(TO BE DONE):
Please reproduce the passage on Old Testament law between "MIDDENDORF: Sure. And" and "nations around them.", inclusive.

(TEXT TO READ):
God made it abundantly clear that He judged the nations which preceded Israel in Canaan for their sexual depravity, inclusive of sodomy. He made it abundantly clear that these are universal prohibitions, even if not all nations keep a law against them on the books and enforce it with capital punishment (as the Amorites no doubt wished they had, when their inquity was in full flower and Israel was carrying out God’s judgment against them).

Wilken’s contention that “these [anti-sodomy] laws were intended only for Israel and not for Gentiles” is patently false. Laws against the consumption of shellfish were intended only for Israel, as shown above. But were laws against murder intended only for Israel, Todd? Or is that rather how righteous nations which fear God handle man-slaying? What about bestiality? Not verboten outside of Israel, no civil penalties needed today? What about child sacrifice? Just a “peculiar people” thing? As soon as you try to run this program with a sin that lacks social approbation in the Year of Our Lord, 2023, the computer crashes.

MIDDENDORF: Sure. And again, Israel is this… primarily the worshipping community of God, right? His chosen people, through whom the Christ will come. And that chosen worshipping people of God we can connect in some ways to the Church, but we don’t then also take the political, military, cultural dimensions of those people. And, as you said, Israel doesn’t go and impose those on the Canaanites, Amorites, Girgashites, and so on. This is how the people of God, as a united, theological, worshipping, religious, but also judicial, military, political community, lived out their culture in that day in a way that was to be distinct from the nations around them.

This is a subtle swipe at Christian Nationalism. Christians don’t get to be policymakers, you see, much less in pursuit of God-pleasing laws that would squash the ability of sodomites to groom our children. We are to be passive, ruled by whosoever steps into the vacuum that we create by ceding whatever civil and political power we would otherwise have.

Maybe we can have a March for Life™ so that we can look impressive and hold court, and maybe even get photo ops with Jewish celebrities, but that’s as close to the halls of power as Christians are permitted to come. The “horrors” of the Holy Roman Empire and the conversion and civilization of third-world nations through colonialism must never again be allowed to occur.

This is how “Christians” speak now. No wonder red-blooded men, distraught at the state of the world, want nothing to do with the false Christ of niceness, the false Christ of deference to evildoers—evildoers whom Wilken and Middendorf seem pleased as punch to run interference for.

The rest of the interview has some true and commendable points, including ones about how all have sinned and deserve damnation, as well as the perils of hypocrisy. This is something modern antinomians are very good at. If nothing else, they certainly recognize that all men are dead in their trespasses and sins, absent Christ. They are very diligent to remark on God’s radical grace toward sinners.

However, seeking to be more merciful than God, they consistently step beyond the warrant of grace to absolve not just coram Deo, but also to abolish the law’s just penalties coram mundo vis-à-vis temporal consequences, which is to say the First Use of the Law.

(SUPPLIED MATERIAL):
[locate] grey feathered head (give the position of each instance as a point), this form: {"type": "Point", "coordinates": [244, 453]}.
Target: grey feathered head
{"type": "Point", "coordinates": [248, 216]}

(RIGHT ANSWER):
MIDDENDORF: Sure. And again, Israel is this… primarily the worshipping community of God, right? His chosen people, through whom the Christ will come. And that chosen worshipping people of God we can connect in some ways to the Church, but we don’t then also take the political, military, cultural dimensions of those people. And, as you said, Israel doesn’t go and impose those on the Canaanites, Amorites, Girgashites, and so on. This is how the people of God, as a united, theological, worshipping, religious, but also judicial, military, political community, lived out their culture in that day in a way that was to be distinct from the nations around them.